** Begin Input for this task **

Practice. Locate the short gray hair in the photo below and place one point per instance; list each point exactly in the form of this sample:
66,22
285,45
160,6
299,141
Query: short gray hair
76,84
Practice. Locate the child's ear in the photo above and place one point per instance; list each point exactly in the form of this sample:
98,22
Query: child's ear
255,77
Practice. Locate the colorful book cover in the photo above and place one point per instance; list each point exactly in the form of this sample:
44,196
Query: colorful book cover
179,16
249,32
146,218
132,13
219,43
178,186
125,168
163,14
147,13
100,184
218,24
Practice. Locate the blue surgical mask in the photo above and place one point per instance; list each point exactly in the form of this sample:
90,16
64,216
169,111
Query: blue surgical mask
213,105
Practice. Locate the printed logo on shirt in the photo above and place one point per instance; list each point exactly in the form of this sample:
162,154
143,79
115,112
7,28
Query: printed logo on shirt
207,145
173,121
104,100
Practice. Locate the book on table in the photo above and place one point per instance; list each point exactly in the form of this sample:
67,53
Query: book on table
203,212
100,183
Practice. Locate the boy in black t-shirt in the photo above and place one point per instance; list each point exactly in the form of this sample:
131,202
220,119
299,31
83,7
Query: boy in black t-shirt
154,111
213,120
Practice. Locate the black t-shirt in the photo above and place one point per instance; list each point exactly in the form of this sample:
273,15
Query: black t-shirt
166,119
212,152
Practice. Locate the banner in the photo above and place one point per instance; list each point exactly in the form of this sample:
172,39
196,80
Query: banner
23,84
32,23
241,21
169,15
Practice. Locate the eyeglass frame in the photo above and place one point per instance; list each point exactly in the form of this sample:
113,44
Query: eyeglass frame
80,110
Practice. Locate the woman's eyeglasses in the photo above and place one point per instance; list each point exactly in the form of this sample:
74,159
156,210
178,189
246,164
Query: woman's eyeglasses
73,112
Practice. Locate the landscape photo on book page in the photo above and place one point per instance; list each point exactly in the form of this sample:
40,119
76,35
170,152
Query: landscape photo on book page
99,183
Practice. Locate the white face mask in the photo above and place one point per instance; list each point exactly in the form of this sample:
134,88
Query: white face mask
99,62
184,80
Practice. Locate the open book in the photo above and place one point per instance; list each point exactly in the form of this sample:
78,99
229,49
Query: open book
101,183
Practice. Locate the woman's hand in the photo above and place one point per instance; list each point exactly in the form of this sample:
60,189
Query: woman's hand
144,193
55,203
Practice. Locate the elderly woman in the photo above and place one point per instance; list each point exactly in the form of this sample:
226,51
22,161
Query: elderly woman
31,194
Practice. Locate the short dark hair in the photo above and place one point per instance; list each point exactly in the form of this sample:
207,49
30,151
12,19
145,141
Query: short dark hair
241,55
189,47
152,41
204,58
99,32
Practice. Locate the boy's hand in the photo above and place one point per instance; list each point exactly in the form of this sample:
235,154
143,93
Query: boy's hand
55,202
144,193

** End Input for this task **

→ Written problem: From the data above, extract every line in its exact form.

→ Exercise solution:
Practice. Locate the short gray hair in the photo below and place one point per instance; list each point exactly in the form of this sample:
66,22
285,45
160,6
299,141
Query: short gray hair
76,84
Practice. Locate the child's ear in the photo above and place one point per instance; list each point exactly in the form of this sample:
98,22
Query: child's ear
255,77
Practice. Locate the colorful book cover in the photo above and place one point per instance; list each point exactly in the form of this sample:
44,196
Query: colorful book cover
179,16
249,32
146,218
132,13
219,43
178,186
125,168
163,14
147,13
100,184
218,24
Practice. Locate the blue surgical mask in the photo above and place one point per instance; list each point exactly in the form of this sample:
90,16
64,216
169,111
Query: blue surgical mask
213,105
Practice. Locate the printed logo on shirt in the photo above and place one point per instance; list each point exactly in the form of this sample:
162,154
143,79
115,112
7,28
Query: printed logo on shirt
207,145
173,121
104,100
Practice. Locate the book on table in the photo above and place one point per instance; list each point exactly in the form of this sample:
67,53
Query: book on table
203,212
100,183
Practice. Locate the boy in black t-shirt in the photo above and place one point per instance; list each point exactly in the form of this sample:
131,202
220,119
299,31
83,7
Query: boy in black t-shirt
154,111
213,120
Practice. Locate the black t-shirt in the photo above and place one point per instance; list each point exactly in the form of this sample:
273,15
Query: black t-shirt
166,119
212,152
Practice. Locate the banner in the photo above and place one point per instance; list each point exactly in the form of this sample:
172,39
196,80
Query: banner
23,84
32,23
241,21
169,15
Practice. Locate the eyeglass frame in the photo above and place one point per instance; list each point exactly in the form of this sample:
113,44
Query: eyeglass frame
80,110
Practice. Locate the woman's eyeglasses in the photo above and place one point per instance; list each point exactly in the form of this sample:
74,159
156,210
178,189
246,164
Query: woman's eyeglasses
73,112
Practice. Locate the landscape photo on book page in the photo above and place one point per instance; list each point exactly in the form of this sample:
40,119
76,35
170,152
Query: landscape photo on book page
99,183
Practice. Locate the white face mask in the photo above and place one point per instance; list each point exactly in the form of this sample:
134,88
Query: white face mask
99,62
184,80
Practice. Locate the open book in the photo above and place one point per instance; list each point exactly in the form of this sample:
78,99
229,49
Query: open book
101,183
Practice. Locate the woman's hand in the photo above and place one point per instance; list each point exactly in the form of this sample:
60,189
Query: woman's hand
144,193
55,203
Practice. Locate the elderly woman in the photo above and place one point per instance; list each point exactly in the form of this sample:
226,51
22,161
Query: elderly woman
31,194
Practice. Locate the short dark hair in the photo above and place one point per instance; list each point exactly in the form of this sample:
207,49
30,151
12,19
145,141
Query: short dark hair
241,55
189,47
152,41
204,58
99,32
Practice. Locate the boy's hand in the photo above and place one point per instance; list each point exactly in the form of this sample:
235,154
143,93
Query: boy's hand
55,202
144,193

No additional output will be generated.